_WHAT IS NEEDED:_
Find every line below that contains the word "floor" and copy it out.

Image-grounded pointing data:
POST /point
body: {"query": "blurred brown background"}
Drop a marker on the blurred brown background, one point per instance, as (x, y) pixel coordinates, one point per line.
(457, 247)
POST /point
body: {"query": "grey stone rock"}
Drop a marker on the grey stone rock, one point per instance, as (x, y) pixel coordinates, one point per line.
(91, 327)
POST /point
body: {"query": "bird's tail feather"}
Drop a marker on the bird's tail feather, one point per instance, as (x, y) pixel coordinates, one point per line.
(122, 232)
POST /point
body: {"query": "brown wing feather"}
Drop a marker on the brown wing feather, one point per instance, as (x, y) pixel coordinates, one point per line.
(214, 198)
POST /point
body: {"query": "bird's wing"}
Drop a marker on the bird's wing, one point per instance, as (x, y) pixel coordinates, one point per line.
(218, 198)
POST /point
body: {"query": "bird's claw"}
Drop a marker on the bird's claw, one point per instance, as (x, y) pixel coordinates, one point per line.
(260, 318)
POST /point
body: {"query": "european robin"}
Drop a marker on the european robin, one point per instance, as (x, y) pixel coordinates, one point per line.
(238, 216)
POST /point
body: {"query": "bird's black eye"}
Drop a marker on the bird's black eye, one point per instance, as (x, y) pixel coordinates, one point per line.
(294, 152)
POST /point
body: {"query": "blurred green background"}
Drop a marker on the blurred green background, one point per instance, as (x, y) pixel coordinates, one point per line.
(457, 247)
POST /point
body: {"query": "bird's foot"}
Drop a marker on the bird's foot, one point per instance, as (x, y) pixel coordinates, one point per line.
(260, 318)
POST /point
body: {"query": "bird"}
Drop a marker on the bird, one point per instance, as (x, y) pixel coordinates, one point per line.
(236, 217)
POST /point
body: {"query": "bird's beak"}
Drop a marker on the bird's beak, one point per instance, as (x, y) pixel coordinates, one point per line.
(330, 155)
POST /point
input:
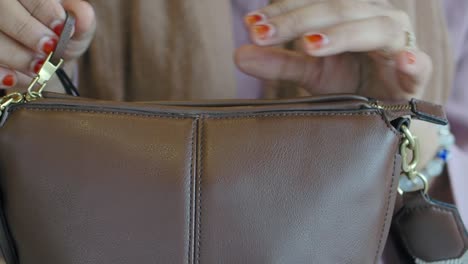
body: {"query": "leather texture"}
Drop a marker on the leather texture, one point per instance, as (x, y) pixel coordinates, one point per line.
(431, 231)
(99, 182)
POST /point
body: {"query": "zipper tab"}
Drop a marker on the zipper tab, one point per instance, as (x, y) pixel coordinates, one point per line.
(417, 109)
(10, 99)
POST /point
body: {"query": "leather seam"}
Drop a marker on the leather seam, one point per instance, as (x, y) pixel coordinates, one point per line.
(367, 113)
(310, 114)
(422, 208)
(190, 229)
(169, 116)
(386, 218)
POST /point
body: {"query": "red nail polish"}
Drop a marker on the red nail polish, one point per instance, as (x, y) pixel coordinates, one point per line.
(410, 57)
(263, 31)
(58, 29)
(316, 41)
(38, 65)
(49, 46)
(8, 80)
(254, 18)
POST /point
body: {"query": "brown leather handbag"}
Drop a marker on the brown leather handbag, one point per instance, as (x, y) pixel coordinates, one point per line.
(310, 180)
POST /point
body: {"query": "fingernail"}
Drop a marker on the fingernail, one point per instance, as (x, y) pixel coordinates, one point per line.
(254, 18)
(410, 57)
(36, 65)
(47, 45)
(57, 27)
(263, 31)
(316, 41)
(8, 81)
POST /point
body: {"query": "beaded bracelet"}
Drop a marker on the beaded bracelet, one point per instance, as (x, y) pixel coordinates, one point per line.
(435, 167)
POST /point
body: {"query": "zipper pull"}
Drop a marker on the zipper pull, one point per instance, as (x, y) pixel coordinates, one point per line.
(10, 99)
(417, 109)
(44, 75)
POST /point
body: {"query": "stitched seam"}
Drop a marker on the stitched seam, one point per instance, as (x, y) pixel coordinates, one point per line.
(307, 114)
(427, 114)
(286, 114)
(199, 188)
(190, 229)
(386, 218)
(369, 113)
(420, 209)
(168, 115)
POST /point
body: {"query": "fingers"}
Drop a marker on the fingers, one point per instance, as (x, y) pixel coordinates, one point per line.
(85, 27)
(376, 33)
(277, 64)
(319, 15)
(8, 78)
(416, 68)
(29, 31)
(16, 56)
(275, 9)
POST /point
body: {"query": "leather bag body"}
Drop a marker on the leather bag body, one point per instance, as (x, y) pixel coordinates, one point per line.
(309, 180)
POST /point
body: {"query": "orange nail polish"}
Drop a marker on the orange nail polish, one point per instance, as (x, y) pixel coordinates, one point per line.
(37, 65)
(410, 57)
(8, 80)
(263, 31)
(316, 41)
(49, 46)
(254, 18)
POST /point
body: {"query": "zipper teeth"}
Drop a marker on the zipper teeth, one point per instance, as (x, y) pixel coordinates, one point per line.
(396, 107)
(400, 107)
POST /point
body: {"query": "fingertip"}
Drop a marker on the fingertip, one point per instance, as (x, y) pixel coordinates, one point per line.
(416, 67)
(85, 17)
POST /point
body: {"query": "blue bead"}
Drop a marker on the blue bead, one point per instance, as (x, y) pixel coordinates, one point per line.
(443, 154)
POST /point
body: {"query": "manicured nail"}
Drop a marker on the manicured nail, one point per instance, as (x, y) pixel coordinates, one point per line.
(254, 18)
(316, 41)
(57, 27)
(8, 81)
(263, 31)
(47, 45)
(36, 65)
(410, 57)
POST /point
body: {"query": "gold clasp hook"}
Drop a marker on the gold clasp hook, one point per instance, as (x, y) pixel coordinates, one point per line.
(410, 146)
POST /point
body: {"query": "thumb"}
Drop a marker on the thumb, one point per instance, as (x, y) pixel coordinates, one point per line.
(277, 64)
(85, 27)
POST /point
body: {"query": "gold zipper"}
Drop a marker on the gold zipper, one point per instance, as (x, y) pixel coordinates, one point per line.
(45, 74)
(396, 107)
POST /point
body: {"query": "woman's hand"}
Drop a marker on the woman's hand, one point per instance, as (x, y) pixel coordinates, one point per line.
(348, 46)
(29, 31)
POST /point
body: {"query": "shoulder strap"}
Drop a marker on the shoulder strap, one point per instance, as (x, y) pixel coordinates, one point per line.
(59, 53)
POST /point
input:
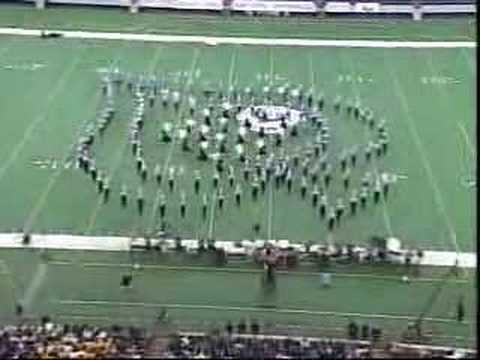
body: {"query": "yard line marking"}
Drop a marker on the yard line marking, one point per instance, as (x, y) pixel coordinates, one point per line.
(386, 216)
(270, 182)
(426, 164)
(464, 133)
(240, 40)
(40, 203)
(186, 86)
(253, 271)
(60, 169)
(231, 76)
(471, 65)
(35, 284)
(121, 151)
(251, 309)
(42, 116)
(459, 123)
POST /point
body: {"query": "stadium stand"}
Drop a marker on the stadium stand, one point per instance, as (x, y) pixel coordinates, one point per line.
(50, 340)
(53, 340)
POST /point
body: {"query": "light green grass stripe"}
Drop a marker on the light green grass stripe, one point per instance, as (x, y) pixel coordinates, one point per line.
(59, 86)
(423, 156)
(248, 271)
(250, 309)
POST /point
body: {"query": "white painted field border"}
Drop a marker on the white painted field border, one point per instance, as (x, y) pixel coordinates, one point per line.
(252, 271)
(250, 309)
(118, 243)
(214, 40)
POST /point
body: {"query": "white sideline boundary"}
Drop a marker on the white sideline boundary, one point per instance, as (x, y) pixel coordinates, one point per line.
(116, 243)
(216, 40)
(248, 309)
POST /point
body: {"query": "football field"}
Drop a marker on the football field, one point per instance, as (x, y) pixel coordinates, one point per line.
(51, 91)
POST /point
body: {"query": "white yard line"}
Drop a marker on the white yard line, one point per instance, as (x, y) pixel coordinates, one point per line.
(187, 85)
(213, 207)
(250, 309)
(386, 216)
(59, 86)
(270, 182)
(460, 124)
(147, 267)
(471, 64)
(121, 151)
(423, 156)
(35, 284)
(468, 143)
(122, 244)
(241, 40)
(40, 203)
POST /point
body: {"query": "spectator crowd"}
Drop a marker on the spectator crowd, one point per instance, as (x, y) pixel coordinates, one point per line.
(51, 341)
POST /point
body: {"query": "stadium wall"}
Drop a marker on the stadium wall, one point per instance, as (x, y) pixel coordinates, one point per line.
(361, 8)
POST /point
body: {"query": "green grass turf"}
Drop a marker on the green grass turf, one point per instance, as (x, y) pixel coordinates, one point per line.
(425, 122)
(235, 294)
(435, 112)
(115, 19)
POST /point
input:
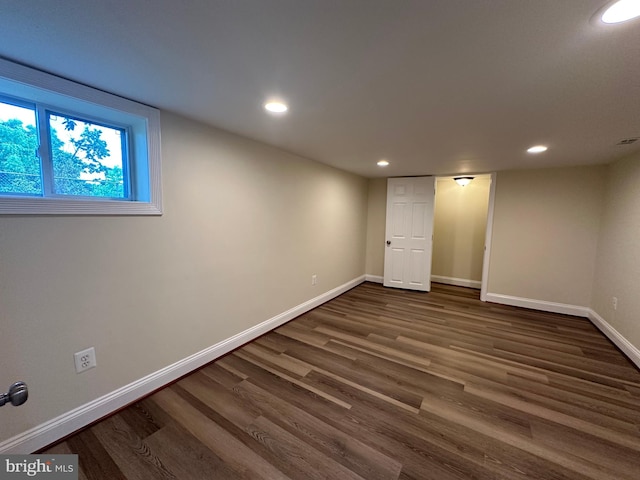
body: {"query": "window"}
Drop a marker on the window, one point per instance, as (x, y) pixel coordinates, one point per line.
(67, 148)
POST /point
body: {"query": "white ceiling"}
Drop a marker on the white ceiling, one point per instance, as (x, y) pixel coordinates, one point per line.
(434, 86)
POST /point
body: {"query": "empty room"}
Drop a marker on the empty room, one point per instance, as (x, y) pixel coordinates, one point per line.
(320, 239)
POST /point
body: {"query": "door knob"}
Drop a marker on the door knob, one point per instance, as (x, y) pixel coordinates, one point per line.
(17, 394)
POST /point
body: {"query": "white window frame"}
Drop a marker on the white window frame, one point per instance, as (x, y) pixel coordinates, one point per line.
(142, 121)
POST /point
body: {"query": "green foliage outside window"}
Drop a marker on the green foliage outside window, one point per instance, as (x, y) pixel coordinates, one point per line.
(82, 163)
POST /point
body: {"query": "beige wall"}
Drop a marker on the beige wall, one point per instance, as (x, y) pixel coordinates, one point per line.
(545, 234)
(618, 260)
(376, 224)
(460, 223)
(245, 226)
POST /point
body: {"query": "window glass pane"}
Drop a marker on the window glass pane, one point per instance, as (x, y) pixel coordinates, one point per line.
(20, 171)
(88, 158)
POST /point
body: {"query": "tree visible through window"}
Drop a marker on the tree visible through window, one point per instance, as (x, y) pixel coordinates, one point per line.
(20, 170)
(85, 159)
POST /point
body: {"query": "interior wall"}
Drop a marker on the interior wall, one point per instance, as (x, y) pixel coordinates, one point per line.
(245, 226)
(618, 258)
(460, 224)
(376, 224)
(545, 234)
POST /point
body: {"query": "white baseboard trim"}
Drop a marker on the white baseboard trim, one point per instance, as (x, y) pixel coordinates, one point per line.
(612, 334)
(459, 282)
(374, 278)
(67, 423)
(538, 304)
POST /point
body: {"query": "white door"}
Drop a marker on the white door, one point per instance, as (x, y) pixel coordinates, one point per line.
(407, 258)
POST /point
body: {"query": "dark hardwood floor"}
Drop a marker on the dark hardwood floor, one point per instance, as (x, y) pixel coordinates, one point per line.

_EXERCISE RESULT:_
body: {"query": "dark hardwood floor"}
Drop a marker on the dark hardwood floor, one point per instance, as (x, y) pixel coordinates, one point per line.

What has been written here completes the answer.